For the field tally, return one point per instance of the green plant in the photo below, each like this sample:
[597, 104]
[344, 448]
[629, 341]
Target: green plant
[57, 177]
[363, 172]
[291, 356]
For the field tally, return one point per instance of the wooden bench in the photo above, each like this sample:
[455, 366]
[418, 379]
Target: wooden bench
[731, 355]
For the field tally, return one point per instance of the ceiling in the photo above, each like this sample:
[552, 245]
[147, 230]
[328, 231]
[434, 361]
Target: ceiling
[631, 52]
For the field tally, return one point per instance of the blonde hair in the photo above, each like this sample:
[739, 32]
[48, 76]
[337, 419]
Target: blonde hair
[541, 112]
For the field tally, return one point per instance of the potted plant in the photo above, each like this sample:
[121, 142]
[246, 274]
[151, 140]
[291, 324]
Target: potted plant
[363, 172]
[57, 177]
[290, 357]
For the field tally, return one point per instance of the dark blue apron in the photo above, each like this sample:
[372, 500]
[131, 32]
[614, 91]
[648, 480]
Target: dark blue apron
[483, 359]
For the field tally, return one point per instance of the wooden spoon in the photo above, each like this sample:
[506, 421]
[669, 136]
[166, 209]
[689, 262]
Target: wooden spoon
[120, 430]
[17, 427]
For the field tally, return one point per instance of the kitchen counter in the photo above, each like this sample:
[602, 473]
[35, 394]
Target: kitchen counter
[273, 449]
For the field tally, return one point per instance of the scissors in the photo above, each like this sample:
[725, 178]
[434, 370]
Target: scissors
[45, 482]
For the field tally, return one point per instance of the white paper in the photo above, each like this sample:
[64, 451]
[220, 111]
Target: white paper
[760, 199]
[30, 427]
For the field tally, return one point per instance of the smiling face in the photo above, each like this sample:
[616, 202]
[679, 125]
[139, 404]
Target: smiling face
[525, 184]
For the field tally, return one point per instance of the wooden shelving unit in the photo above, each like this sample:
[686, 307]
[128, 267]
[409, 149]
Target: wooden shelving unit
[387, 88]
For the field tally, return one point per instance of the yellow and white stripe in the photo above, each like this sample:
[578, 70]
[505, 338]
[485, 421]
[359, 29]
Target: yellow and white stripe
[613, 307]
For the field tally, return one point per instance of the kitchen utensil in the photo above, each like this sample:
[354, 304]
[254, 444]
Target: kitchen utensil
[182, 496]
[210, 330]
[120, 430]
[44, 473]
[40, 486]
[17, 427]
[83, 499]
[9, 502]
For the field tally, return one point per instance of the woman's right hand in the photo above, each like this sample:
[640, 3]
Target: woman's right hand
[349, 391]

+++

_Work required_
Give back, unchanged, every line from the one with "of the scissors" to the end of the entries above.

_Full solution_
For the field tally, return one point per instance of the scissors in the photo above, each like this sample:
[725, 178]
[434, 370]
Target: scissors
[45, 482]
For the field tally, return one point per instance of the white paper in the photo above, each like this sample:
[64, 451]
[220, 111]
Target: white paper
[760, 199]
[30, 427]
For the field tally, return one point per instance of the smiling face in the photo above, each like this sample:
[616, 202]
[679, 125]
[139, 404]
Target: smiling face
[525, 184]
For the field tally, return one point per instance of the wooden shelving unit in the photo above, each like this sample:
[686, 307]
[128, 267]
[409, 149]
Target: wooden shelving unit
[387, 88]
For the field tally, return one point per instance of the yellow and white stripe in the photo above, each like this sample:
[578, 70]
[505, 338]
[485, 421]
[359, 29]
Target: yellow and white stripe
[613, 307]
For the field tally, return one point per instance of the kitchen utensil in the photo above, each like this sample:
[354, 304]
[254, 444]
Target: kitchen utensil
[182, 496]
[210, 330]
[120, 430]
[44, 473]
[40, 486]
[17, 427]
[83, 499]
[9, 502]
For the field tally, return one point per instance of the woman's right hand in the photo above, each like this sample:
[640, 3]
Target: woman's right hand
[349, 391]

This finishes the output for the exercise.